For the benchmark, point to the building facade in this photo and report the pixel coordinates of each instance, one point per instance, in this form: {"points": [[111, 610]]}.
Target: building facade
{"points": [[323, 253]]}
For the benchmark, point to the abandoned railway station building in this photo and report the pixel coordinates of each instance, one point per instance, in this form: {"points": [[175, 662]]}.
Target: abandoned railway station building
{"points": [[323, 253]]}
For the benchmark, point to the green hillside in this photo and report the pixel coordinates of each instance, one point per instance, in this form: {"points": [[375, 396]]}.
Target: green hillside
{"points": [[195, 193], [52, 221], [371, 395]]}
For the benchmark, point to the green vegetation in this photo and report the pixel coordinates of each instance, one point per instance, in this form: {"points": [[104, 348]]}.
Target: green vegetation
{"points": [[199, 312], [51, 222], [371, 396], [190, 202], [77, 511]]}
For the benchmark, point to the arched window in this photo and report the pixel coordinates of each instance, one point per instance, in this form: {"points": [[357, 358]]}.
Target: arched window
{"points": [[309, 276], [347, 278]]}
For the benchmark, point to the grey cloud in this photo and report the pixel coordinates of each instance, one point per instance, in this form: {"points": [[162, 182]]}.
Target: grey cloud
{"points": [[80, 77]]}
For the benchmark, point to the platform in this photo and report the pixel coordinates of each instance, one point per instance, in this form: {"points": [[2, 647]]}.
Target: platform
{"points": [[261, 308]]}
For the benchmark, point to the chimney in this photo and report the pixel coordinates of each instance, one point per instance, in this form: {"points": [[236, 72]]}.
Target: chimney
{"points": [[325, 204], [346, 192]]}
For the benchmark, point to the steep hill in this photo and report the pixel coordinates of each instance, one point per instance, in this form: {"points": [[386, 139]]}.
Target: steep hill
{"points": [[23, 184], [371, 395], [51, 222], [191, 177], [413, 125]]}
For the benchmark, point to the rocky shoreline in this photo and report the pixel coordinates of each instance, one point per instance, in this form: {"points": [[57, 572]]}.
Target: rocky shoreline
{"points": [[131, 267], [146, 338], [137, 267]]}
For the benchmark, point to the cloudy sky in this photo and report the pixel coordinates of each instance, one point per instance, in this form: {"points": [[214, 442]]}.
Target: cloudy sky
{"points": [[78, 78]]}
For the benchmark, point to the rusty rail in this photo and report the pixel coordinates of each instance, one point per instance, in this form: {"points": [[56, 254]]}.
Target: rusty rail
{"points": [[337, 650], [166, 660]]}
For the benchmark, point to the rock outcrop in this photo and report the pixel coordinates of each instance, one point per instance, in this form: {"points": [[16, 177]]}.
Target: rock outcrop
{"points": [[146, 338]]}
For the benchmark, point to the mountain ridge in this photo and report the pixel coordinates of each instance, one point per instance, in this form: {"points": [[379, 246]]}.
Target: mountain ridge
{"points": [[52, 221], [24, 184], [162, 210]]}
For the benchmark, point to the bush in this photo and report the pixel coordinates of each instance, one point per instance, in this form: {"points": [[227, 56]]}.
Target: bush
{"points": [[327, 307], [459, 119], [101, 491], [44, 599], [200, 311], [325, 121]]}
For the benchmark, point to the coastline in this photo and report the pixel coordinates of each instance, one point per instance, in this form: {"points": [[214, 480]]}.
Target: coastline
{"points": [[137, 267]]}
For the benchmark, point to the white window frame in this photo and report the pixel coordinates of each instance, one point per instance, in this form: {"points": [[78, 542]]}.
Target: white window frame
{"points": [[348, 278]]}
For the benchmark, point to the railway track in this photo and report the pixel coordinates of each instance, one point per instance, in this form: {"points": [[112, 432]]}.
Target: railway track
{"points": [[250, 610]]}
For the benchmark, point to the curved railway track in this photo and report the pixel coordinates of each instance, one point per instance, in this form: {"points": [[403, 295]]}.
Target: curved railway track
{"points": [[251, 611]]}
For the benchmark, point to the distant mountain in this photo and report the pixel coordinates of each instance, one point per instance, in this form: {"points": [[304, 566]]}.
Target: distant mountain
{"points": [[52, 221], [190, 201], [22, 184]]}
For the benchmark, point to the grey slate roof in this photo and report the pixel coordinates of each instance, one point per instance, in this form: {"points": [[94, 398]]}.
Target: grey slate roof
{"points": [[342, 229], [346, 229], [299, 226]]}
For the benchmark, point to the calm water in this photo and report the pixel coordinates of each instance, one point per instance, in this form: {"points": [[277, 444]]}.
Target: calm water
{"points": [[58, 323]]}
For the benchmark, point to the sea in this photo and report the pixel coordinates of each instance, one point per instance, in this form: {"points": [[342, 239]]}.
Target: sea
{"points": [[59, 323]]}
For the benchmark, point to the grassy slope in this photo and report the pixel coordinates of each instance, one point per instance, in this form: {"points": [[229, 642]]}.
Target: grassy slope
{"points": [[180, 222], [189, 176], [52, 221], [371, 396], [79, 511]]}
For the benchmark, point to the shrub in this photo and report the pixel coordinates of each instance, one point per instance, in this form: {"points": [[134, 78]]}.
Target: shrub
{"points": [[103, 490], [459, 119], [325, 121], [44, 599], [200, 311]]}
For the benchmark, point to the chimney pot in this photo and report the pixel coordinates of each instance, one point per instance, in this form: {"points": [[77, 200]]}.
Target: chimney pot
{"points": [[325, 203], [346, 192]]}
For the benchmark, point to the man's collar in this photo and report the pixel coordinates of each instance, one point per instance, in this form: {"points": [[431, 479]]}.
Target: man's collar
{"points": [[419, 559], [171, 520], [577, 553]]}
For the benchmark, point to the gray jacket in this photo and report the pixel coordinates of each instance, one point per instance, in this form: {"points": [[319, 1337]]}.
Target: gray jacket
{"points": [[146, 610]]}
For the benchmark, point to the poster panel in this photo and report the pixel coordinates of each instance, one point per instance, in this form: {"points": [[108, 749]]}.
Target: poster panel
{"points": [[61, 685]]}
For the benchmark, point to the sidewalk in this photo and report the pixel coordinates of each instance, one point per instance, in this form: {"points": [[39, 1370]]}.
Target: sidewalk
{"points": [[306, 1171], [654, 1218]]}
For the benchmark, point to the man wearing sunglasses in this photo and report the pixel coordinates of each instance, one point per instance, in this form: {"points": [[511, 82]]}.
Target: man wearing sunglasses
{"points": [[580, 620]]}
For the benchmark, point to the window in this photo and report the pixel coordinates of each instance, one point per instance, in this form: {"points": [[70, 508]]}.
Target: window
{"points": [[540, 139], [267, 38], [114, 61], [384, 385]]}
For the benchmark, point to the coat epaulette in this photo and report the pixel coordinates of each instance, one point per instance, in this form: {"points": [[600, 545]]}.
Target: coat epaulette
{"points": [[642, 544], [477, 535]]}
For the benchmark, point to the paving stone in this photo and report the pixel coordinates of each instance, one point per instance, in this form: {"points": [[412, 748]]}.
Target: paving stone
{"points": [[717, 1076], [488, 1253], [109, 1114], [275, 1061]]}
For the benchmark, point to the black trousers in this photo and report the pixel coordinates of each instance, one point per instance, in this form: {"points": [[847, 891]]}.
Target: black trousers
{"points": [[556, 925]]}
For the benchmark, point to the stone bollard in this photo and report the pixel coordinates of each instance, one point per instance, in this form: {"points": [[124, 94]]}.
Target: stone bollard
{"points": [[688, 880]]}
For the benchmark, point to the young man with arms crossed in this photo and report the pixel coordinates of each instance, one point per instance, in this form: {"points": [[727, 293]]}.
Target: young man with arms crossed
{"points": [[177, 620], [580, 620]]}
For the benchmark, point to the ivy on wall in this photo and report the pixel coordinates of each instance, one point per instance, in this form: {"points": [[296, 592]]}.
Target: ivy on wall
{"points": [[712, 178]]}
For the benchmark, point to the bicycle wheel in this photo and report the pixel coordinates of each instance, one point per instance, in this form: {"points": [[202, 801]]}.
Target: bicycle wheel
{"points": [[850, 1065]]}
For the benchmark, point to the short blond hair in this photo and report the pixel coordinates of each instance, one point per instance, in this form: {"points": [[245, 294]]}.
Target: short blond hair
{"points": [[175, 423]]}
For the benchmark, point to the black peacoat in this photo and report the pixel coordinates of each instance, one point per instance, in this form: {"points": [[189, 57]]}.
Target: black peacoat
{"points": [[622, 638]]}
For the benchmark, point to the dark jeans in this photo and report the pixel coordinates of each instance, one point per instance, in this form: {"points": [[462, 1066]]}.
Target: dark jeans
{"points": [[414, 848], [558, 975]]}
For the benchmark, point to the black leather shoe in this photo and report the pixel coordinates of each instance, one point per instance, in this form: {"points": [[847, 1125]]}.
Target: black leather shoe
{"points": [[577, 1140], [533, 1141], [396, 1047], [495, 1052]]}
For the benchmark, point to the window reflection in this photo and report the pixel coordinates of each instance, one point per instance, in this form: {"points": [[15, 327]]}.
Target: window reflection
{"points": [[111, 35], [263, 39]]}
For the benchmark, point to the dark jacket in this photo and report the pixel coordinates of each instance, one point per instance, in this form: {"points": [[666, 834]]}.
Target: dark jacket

WHAT THE EXERCISE ASKS: Everything from the line containing "For the benchmark, point to the ivy" through the final line of the listing, inclusive, must be reproduced exactly; leave out the rest.

SOLUTION:
For the benchmark, point to the ivy on wall in this photo and report the pixel coordinates of each instance, one point per instance, in this form: {"points": [[296, 592]]}.
Target: ivy on wall
{"points": [[712, 178]]}
For the benchmark, point to the bicycle wheel in this photo and report the pixel coordinates of each instance, one point per instance, in this form: {"points": [[202, 801]]}.
Target: bicycle wheel
{"points": [[850, 1065]]}
For the benchmark, point to the short blond hair in this photo and report the pixel coordinates of each instance, one point per instance, in this form: {"points": [[245, 294]]}.
Target: short blond hair
{"points": [[175, 423]]}
For the benchmark, point to the black peacoat in this photo and report the pixel coordinates of each instance, one point per instance, in this form: {"points": [[189, 57]]}.
Target: black peacoat
{"points": [[622, 638]]}
For the benchmark, point to the dark jeans in this photo and report the pixel coordinates of each instance, one point per instance, in this form: {"points": [[462, 1066]]}.
Target: dark jeans
{"points": [[414, 848], [558, 975]]}
For the benchmark, point to the black leather shoe in this photo and report the pixel coordinates of each instance, one point per instance, in this form: {"points": [[847, 1125]]}.
Target: black leather shoe
{"points": [[577, 1140], [533, 1141], [396, 1047], [495, 1052]]}
For the benchmark, point to the window reflection in this photo and report the pixel coordinates of each instance, one point per instance, in this form: {"points": [[15, 327]]}.
Target: window reflection
{"points": [[111, 35], [263, 39]]}
For the benchmark, point to the dark jacket in this photo and report the pixel coordinates of each instance, one point per instance, in this form: {"points": [[666, 834]]}.
Target: dark jacket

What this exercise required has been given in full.